▸ Provided data:

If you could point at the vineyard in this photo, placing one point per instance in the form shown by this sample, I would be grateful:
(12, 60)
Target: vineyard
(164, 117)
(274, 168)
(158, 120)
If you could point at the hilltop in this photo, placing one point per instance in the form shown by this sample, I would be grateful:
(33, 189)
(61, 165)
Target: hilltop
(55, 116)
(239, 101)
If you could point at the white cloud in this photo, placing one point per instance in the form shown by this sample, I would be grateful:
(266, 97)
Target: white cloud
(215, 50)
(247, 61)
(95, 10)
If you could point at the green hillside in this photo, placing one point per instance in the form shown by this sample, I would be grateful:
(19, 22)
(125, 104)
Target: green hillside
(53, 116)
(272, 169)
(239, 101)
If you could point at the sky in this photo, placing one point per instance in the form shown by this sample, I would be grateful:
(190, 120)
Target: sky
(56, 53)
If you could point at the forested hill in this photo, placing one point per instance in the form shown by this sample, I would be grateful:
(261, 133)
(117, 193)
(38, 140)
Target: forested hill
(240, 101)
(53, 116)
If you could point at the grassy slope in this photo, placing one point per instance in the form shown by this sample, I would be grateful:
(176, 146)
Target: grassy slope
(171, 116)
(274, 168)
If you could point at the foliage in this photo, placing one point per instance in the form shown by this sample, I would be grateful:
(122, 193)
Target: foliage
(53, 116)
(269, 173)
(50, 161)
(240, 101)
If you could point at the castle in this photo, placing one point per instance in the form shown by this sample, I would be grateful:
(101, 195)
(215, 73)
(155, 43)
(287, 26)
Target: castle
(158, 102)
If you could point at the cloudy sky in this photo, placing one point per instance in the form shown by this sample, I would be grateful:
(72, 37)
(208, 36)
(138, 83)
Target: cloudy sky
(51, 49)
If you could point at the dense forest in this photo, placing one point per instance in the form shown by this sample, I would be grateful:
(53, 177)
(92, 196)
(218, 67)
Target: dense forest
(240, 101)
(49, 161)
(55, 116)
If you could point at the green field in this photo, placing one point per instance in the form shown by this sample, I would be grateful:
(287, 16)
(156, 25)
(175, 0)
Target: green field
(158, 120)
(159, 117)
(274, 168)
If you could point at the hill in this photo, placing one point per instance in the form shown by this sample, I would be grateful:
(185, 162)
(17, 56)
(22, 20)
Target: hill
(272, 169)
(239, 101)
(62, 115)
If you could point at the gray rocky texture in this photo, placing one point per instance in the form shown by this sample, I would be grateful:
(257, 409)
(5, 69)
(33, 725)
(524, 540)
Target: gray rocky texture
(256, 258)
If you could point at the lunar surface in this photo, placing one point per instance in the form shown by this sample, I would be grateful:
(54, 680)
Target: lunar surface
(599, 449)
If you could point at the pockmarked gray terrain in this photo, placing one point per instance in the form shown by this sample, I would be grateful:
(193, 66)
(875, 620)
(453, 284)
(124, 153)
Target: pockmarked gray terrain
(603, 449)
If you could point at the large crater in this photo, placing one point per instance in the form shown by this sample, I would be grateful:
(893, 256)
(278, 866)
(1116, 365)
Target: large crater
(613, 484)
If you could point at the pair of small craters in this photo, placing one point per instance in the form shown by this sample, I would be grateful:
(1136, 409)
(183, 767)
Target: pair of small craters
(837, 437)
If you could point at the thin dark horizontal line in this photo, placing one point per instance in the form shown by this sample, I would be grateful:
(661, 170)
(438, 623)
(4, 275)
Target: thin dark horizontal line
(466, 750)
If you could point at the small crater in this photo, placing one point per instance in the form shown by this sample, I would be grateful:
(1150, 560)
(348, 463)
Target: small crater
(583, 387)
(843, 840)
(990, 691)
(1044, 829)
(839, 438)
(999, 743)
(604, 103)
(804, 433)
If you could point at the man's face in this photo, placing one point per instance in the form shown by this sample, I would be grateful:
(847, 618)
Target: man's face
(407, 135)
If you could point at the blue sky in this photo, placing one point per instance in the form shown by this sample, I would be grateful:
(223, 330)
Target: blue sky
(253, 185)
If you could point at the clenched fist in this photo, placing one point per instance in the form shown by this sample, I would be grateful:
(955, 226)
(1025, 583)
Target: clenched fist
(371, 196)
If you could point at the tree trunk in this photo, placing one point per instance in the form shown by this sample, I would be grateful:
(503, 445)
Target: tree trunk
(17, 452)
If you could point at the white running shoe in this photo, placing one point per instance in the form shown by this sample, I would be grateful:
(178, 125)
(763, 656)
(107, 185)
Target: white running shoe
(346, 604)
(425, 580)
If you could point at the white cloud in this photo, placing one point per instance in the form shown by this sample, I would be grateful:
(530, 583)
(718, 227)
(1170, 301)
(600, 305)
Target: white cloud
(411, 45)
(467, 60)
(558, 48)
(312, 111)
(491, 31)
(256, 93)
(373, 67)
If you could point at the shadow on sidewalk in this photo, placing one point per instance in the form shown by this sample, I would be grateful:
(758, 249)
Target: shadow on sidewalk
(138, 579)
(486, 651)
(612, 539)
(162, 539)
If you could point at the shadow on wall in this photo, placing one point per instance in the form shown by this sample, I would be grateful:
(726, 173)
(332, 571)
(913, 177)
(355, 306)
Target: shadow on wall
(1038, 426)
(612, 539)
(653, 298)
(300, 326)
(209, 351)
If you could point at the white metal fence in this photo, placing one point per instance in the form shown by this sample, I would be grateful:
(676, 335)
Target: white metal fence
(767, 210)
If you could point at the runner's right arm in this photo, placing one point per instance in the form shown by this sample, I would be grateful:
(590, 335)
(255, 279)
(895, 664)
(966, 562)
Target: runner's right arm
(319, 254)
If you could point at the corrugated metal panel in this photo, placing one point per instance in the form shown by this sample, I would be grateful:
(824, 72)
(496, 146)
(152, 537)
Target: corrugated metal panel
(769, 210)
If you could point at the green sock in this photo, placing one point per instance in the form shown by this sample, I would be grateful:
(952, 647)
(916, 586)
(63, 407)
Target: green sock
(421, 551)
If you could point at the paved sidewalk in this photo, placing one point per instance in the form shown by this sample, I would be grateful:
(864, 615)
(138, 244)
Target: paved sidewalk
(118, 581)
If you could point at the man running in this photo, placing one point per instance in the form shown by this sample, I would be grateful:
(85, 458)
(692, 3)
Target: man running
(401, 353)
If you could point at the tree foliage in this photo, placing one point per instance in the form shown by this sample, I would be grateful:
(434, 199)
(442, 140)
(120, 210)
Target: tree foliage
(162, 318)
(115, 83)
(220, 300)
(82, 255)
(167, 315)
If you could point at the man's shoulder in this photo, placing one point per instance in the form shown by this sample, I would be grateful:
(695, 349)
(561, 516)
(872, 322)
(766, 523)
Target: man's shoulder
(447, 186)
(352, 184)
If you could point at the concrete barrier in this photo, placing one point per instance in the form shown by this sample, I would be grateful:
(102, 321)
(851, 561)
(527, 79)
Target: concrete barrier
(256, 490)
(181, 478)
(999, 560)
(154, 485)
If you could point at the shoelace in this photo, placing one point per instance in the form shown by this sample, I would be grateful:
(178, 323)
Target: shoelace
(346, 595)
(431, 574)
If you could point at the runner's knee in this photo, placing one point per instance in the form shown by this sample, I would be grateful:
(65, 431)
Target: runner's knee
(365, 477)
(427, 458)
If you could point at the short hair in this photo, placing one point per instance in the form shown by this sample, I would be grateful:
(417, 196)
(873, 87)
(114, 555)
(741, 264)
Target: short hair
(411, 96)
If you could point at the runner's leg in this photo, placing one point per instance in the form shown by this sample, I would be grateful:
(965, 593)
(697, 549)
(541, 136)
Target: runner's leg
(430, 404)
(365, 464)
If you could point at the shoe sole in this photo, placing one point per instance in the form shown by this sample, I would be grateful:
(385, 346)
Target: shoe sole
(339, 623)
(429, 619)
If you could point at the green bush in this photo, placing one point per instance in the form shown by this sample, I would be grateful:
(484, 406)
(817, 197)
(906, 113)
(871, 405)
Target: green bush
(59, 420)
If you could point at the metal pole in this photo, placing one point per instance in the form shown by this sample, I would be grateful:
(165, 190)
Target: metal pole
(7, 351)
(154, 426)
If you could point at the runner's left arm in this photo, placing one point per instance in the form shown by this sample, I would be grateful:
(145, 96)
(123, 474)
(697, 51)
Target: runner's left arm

▸ What to produce: Only the lines from the one with "If you could point at the runner's left" through the end of the records above are to be copied, exactly as written.

▸ Finished task:
If you could point at the runner's left arm in this photo, placing one point per instance in the form shown by this sample, I would be grateful:
(145, 96)
(123, 474)
(697, 51)
Target: runner's left arm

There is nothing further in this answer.